* _Zu erledigende Aufgabe_
Kannst du aus dem Forenthread zur Swing-Isometrie den Abschnitt, der mit den Worten „## ice-breaker (5.“ beginnt und mit „besagtem bereich klicke?“ endet, noch einmal wiedergeben und dabei „Map“ gegen „Karte“ tauschen?

======== Vorgegebener Text

# [Swing] Isometrie



## ice-breaker (5. Jun 2007)

hi,
ich wollte eine kleine isometrische Map zeichnen die aus vielen kleinen tiles besteht.
Nun ist aber das Problem, dass sich die transparenten ecken der tiles (da isometrie) überschneiden, wenn ich nun einen listener auf eine solche grafik setze um zu wissen wenn jemand dadrauf klicked, was passiert wenn ich in besagtem bereich klicke?
Denn das sind ja 2 sich überlappende Grafiken, wenn beide einen Listener haben welcher wird aktiviert?


----------



## Wildcard (5. Jun 2007)

Nimm ein Shape. Im Event kannst du dann shape.contains(pt) abfragen.


----------



## ice-breaker (6. Jun 2007)

Gleich vorneweg GUI-Programmierung ist nicht mein métier ich mache lieber server-anwendungen^^
Shape ist ja ein Interface welche implementierende Klasse müsste ich denn da wählen? Denn beim drüberstöbern bin ich auf keine gestoßen die passen könnte.
Und meine Tiles (Sprites) sind ja Grafiken, d.h. ich müsste ja ein Bild in ein Shape umwandeln, neija, ob das so einfach geht?

================
======== Untersuchte Daten

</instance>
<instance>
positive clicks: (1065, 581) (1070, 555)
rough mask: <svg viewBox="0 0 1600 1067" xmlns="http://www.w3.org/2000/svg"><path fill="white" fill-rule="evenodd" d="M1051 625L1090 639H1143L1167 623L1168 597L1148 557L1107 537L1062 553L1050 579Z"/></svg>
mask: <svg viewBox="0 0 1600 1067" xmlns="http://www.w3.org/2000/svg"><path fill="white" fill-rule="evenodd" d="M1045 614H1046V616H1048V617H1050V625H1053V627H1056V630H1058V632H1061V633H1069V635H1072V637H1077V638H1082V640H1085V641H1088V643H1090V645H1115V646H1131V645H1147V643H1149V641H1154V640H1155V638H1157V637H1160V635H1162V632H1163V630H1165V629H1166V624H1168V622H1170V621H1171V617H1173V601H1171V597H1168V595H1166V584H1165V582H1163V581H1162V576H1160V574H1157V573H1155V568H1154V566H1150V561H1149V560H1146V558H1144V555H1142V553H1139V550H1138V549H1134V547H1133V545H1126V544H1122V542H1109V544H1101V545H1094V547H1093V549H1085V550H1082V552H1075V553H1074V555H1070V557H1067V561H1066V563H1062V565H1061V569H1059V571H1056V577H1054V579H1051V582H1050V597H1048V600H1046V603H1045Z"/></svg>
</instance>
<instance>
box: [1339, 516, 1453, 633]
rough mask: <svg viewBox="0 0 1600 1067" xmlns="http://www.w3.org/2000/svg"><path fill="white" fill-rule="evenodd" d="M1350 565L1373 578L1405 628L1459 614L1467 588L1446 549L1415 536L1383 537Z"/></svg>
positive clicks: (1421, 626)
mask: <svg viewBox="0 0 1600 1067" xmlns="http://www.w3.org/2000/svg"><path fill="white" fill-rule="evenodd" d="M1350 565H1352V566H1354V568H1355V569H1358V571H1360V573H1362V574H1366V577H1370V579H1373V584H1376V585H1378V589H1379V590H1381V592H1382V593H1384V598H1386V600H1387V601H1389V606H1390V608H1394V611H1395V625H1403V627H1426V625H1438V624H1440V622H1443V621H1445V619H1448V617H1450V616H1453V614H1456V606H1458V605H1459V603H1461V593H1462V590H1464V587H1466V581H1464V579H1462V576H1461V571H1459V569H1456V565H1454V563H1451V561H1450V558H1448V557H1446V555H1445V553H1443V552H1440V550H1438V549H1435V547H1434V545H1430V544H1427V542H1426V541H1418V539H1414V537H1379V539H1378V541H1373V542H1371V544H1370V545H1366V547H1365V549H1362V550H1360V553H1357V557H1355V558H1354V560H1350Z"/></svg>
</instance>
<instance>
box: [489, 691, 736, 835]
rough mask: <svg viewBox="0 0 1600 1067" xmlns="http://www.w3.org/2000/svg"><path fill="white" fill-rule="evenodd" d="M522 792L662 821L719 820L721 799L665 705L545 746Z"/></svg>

================

* _Ergebnis der Übung_
## ice-breaker (5. Jun 2007)

hi,
ich wollte eine kleine isometrische Karte zeichnen die aus vielen kleinen tiles besteht.
Nun ist aber das Problem, dass sich die transparenten ecken der tiles (da isometrie) überschneiden, wenn ich nun einen listener auf eine solche grafik setze um zu wissen wenn jemand dadrauf klicked, was passiert wenn ich in besagtem bereich klicke?